**WORK TO COMPLETE**
• 1. List every case label that the manuscript review excerpt names for images in the COVIDx dataset.
• 2. Pick up the manuscript review excerpt right after its last comment and write what comes next.

**EXTRACT PROVIDED**

┌──

4. In line#148, please use full form for "info" as "information. Also. in line#377, please use the correct term "heatmaps" instead of "thermograms".
=========== end of my comments ===========
Author Response
Please see the attachment.
Author Response File:
Author Response.pdf
Round 2
Reviewer 1 Report
Comments and Suggestions for AuthorsThe revisions have improved the manuscript, and several of the initial concerns have been addressed. Nonetheless, some points still require clarification or improvement, and I recommend further revisions before acceptance.
- In Table 7, the results related to the COVID/Normal classification are reported; however, it is unclear from the manuscript text whether only cases labeled as normal and COVID were used in the model's training. If the cases labeled as “other pneumonia” in the COVIDx dataset have been discarded from the analysis, it should be clearly stated in the text.
- Even though in the answers to the comments, the authors declare that the segregation of the Experimental Results and Analysis sections has been implemented as suggested in the revision, I cannot see this separation of the two sections in the revised manuscript.
- I suggest the authors also specify in the text that the reported results are obtained on the independent test set of images. Also, adding the number of images in the validation set in Table 2 could be useful to demonstrate the reliability of the analysis process.
- The authors’ response to comment 20 is clear; however, I suggest the authors clarify this difference better in the text of the manuscript, too.

└──

**PROVIDED DATA**
┌──

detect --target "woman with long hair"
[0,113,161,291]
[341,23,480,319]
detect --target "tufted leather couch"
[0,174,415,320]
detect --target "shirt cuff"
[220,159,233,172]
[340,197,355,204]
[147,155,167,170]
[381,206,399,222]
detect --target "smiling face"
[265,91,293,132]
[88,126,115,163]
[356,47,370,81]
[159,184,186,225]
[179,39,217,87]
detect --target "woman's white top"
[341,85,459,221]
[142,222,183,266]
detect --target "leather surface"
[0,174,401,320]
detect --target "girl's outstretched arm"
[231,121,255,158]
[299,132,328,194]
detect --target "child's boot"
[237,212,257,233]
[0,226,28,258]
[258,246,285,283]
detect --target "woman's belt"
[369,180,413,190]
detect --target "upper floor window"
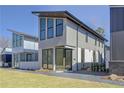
[40,18,46,40]
[56,19,63,36]
[99,40,100,47]
[13,33,23,47]
[95,38,97,45]
[47,18,54,38]
[85,33,88,42]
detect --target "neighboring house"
[32,11,106,71]
[0,47,12,67]
[110,6,124,74]
[8,29,40,70]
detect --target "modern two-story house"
[0,46,12,67]
[32,11,106,71]
[8,29,40,70]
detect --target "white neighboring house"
[32,11,106,71]
[8,29,41,70]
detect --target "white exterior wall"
[12,32,38,70]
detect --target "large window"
[56,19,63,36]
[40,18,46,40]
[47,18,54,38]
[13,33,23,47]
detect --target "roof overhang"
[32,11,108,41]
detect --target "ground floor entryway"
[42,48,72,70]
[12,52,38,68]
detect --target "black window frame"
[56,19,63,37]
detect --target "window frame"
[55,18,64,37]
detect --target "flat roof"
[32,11,107,41]
[7,29,38,41]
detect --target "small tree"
[96,27,104,36]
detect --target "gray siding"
[110,7,124,32]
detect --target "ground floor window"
[42,49,53,69]
[55,48,72,70]
[13,52,38,62]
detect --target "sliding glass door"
[42,49,53,70]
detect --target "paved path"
[36,72,124,86]
[1,69,124,86]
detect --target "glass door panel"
[65,49,72,70]
[56,48,65,70]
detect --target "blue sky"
[0,5,110,44]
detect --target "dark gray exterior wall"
[110,6,124,75]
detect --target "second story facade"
[8,29,38,52]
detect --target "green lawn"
[0,69,122,88]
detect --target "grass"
[0,69,122,88]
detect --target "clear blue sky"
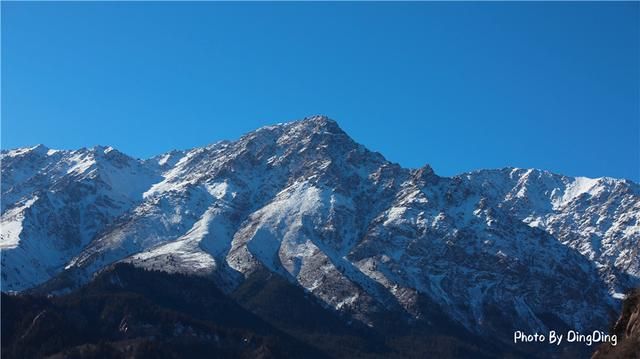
[1,1,640,181]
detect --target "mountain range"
[0,116,640,358]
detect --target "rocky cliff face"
[593,289,640,359]
[0,116,640,348]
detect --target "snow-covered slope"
[0,116,640,344]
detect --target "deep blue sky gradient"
[1,2,640,181]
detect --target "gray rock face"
[0,116,640,344]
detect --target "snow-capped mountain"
[0,116,640,346]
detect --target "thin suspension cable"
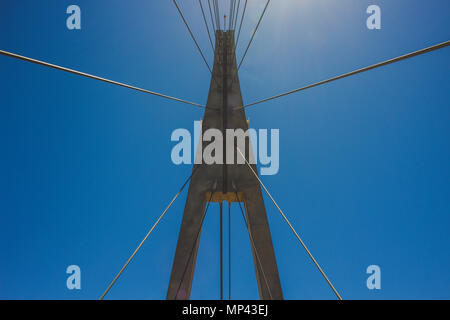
[213,0,220,30]
[228,0,235,30]
[232,0,241,30]
[216,0,220,30]
[175,181,217,300]
[238,0,270,70]
[173,0,213,75]
[228,202,231,300]
[233,190,273,300]
[208,0,216,32]
[0,50,205,108]
[99,168,201,300]
[198,0,214,53]
[219,202,223,300]
[237,148,342,300]
[235,0,248,47]
[236,41,450,110]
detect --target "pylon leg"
[243,186,283,300]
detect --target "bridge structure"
[0,0,450,300]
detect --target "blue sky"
[0,0,450,299]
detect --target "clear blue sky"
[0,0,450,299]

└──

**OUTPUTS BY TASK**
• 1.
normal
COVID
other pneumonia

• 2.
- The authors’ response to comment 23 is right; the heatmaps are generally used to visualize the specific regions of the image on which the model focuses most to give the final prediction. Nevertheless, my concern is not on heatmaps in general, but on the clinical significance of the heatmaps the authors obtain for their model on the considered data. Have the regions evidenced in your heatmaps a clinical significance? Are they useful to interpret the prediction of the model?
- The Discussion section is typically written before the Conclusion. A possible solution could also be to merge the discussion and conclusion sections.
Author Response
Please see the attachment.
Author Response File:
Author Response.pdf
Reviewer 2 Report
Comments and Suggestions for AuthorsTable 5 is not clear.
Author Response
Comment: Table 5 is not clear.
Responese: We sincerely appreciate your suggestion! Given the extensive data in Table 5, we have horizontally formatted it to enhance readability .
Your insightful suggestions have played a crucial role in elevating the quality of our paper. Best wishes to you!
Reviewer 3 Report
Comments and Suggestions for AuthorsThe authors addressed the reviewers comments adequately
Author Response
We sincerely appreciate your hard work and dedication!Your insightful suggestions have played a crucial role in elevating the quality of our paper. Best wishes to you!